Rows from a pointing dataset
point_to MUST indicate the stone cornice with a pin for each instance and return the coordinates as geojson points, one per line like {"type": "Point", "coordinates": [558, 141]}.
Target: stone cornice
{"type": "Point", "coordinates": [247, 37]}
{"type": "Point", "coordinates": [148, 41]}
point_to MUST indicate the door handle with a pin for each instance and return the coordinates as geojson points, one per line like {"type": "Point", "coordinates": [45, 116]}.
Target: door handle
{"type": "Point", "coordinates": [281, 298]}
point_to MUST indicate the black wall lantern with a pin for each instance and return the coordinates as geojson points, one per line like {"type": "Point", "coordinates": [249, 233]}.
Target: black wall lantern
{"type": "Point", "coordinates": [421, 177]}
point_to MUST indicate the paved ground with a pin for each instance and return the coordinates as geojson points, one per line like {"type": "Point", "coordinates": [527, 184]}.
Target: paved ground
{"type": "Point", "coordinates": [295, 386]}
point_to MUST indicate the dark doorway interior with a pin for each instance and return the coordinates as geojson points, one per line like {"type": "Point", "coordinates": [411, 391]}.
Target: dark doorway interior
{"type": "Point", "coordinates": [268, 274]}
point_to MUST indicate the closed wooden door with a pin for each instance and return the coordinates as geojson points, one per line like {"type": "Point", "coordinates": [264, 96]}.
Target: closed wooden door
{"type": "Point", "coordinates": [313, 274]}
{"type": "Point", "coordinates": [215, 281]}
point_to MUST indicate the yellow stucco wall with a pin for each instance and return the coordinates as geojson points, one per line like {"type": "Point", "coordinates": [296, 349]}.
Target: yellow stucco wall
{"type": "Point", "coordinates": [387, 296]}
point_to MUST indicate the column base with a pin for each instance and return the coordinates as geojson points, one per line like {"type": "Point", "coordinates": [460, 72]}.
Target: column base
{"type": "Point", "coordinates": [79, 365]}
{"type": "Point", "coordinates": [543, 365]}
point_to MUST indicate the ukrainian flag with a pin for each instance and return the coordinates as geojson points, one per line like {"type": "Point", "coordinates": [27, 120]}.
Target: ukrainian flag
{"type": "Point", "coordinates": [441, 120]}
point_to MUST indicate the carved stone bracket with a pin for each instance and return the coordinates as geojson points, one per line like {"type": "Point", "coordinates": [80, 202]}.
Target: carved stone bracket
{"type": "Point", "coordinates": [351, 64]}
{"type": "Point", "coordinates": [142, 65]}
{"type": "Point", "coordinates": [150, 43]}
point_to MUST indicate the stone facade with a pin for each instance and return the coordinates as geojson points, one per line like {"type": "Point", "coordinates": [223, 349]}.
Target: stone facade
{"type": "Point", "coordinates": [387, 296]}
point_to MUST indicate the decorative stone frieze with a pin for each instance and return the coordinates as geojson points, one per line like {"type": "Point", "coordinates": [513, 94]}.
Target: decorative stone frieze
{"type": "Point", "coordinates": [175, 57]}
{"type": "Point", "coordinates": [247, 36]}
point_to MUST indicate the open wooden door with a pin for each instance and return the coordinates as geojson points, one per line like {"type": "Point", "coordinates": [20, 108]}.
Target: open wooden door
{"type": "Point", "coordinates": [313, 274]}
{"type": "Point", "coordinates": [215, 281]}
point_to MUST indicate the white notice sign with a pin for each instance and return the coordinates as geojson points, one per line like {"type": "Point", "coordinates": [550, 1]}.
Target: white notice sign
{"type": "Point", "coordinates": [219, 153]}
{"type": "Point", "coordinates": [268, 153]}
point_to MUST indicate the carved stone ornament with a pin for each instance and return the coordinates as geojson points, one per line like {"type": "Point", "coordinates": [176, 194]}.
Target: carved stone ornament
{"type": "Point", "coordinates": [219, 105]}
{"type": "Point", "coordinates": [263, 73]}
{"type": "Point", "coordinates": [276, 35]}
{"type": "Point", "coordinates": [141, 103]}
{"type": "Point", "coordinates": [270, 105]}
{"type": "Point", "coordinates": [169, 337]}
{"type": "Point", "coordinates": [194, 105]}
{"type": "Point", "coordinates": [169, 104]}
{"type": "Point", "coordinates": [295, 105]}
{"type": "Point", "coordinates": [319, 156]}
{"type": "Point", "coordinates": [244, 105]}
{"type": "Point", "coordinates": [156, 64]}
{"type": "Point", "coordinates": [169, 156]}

▶ [Stated task]:
Copy every line of the data above word for word.

▶ [The reply]:
point_to MUST indicate the stone cornice with a pin for each instance and return the coordinates as geojson points, one per line like {"type": "Point", "coordinates": [558, 141]}.
Target: stone cornice
{"type": "Point", "coordinates": [247, 37]}
{"type": "Point", "coordinates": [148, 41]}
point_to MUST indicate the door handle with a pin for each instance and return the coordinates as geojson points, one per line like {"type": "Point", "coordinates": [45, 116]}.
Target: door handle
{"type": "Point", "coordinates": [281, 298]}
point_to MUST indicate the black wall lantern with a pin for each instance and return the coordinates as geojson points, one per line like {"type": "Point", "coordinates": [249, 233]}.
Target: black wall lantern
{"type": "Point", "coordinates": [421, 177]}
point_to MUST indicate the paved ground with a pin for each instance and return the coordinates as geojson points, one per line like {"type": "Point", "coordinates": [527, 184]}.
Target: paved ground
{"type": "Point", "coordinates": [295, 386]}
point_to MUST indicate the dark doorway interior with a pin for each instance and return the coordinates as geojson points, one per line like {"type": "Point", "coordinates": [411, 391]}.
Target: dark doorway interior
{"type": "Point", "coordinates": [268, 274]}
point_to MUST indicate the closed wooden door with a pin for each instance and return the coordinates as geojson points, one per line like {"type": "Point", "coordinates": [264, 96]}.
Target: closed wooden door
{"type": "Point", "coordinates": [313, 274]}
{"type": "Point", "coordinates": [215, 281]}
point_to MUST indicate the yellow stucco wall with a pin for each instance and return the coordinates as geojson points, one per line like {"type": "Point", "coordinates": [296, 349]}.
Target: yellow stucco wall
{"type": "Point", "coordinates": [387, 296]}
point_to MUST indicate the column base with a pin for each instance and return the coordinates as geojson points, one per line like {"type": "Point", "coordinates": [460, 72]}.
Target: column base
{"type": "Point", "coordinates": [79, 365]}
{"type": "Point", "coordinates": [543, 365]}
point_to MUST indicate the ukrainian flag with a pin for each instance and return the coordinates as geojson points, one per line like {"type": "Point", "coordinates": [27, 120]}.
Target: ukrainian flag
{"type": "Point", "coordinates": [441, 120]}
point_to MUST indicate the carved stone bracket with a pin for each instance and return the coordinates as geojson points, one per line like {"type": "Point", "coordinates": [80, 202]}.
Target: carved stone bracket
{"type": "Point", "coordinates": [351, 64]}
{"type": "Point", "coordinates": [142, 65]}
{"type": "Point", "coordinates": [150, 43]}
point_to MUST indicate the stone facade with a pin for each instance and return the coordinates as geojson points, one per line like {"type": "Point", "coordinates": [223, 349]}.
Target: stone facade
{"type": "Point", "coordinates": [387, 296]}
point_to MUST indicate the decorative stone frieze with a pin for each instance and return the coordinates as geojson points, one per line like {"type": "Point", "coordinates": [513, 94]}.
Target: decorative stone frieze
{"type": "Point", "coordinates": [175, 57]}
{"type": "Point", "coordinates": [247, 36]}
point_to MUST indicate the open wooden door with a pin for each instance and return the coordinates as geojson points, one per line like {"type": "Point", "coordinates": [20, 108]}.
Target: open wooden door
{"type": "Point", "coordinates": [313, 274]}
{"type": "Point", "coordinates": [215, 281]}
point_to MUST indicate the white notice sign with a pin for each instance and return the coordinates as geojson points, one per line like {"type": "Point", "coordinates": [550, 1]}.
Target: white notice sign
{"type": "Point", "coordinates": [219, 153]}
{"type": "Point", "coordinates": [268, 153]}
point_to MUST indicate the carved stone ornament with a pin for each instance and return the coordinates as geojson points, one per line like {"type": "Point", "coordinates": [176, 194]}.
Target: carved stone ornament
{"type": "Point", "coordinates": [219, 105]}
{"type": "Point", "coordinates": [263, 73]}
{"type": "Point", "coordinates": [276, 35]}
{"type": "Point", "coordinates": [141, 103]}
{"type": "Point", "coordinates": [270, 105]}
{"type": "Point", "coordinates": [169, 337]}
{"type": "Point", "coordinates": [194, 105]}
{"type": "Point", "coordinates": [169, 104]}
{"type": "Point", "coordinates": [295, 105]}
{"type": "Point", "coordinates": [319, 156]}
{"type": "Point", "coordinates": [244, 105]}
{"type": "Point", "coordinates": [156, 64]}
{"type": "Point", "coordinates": [169, 156]}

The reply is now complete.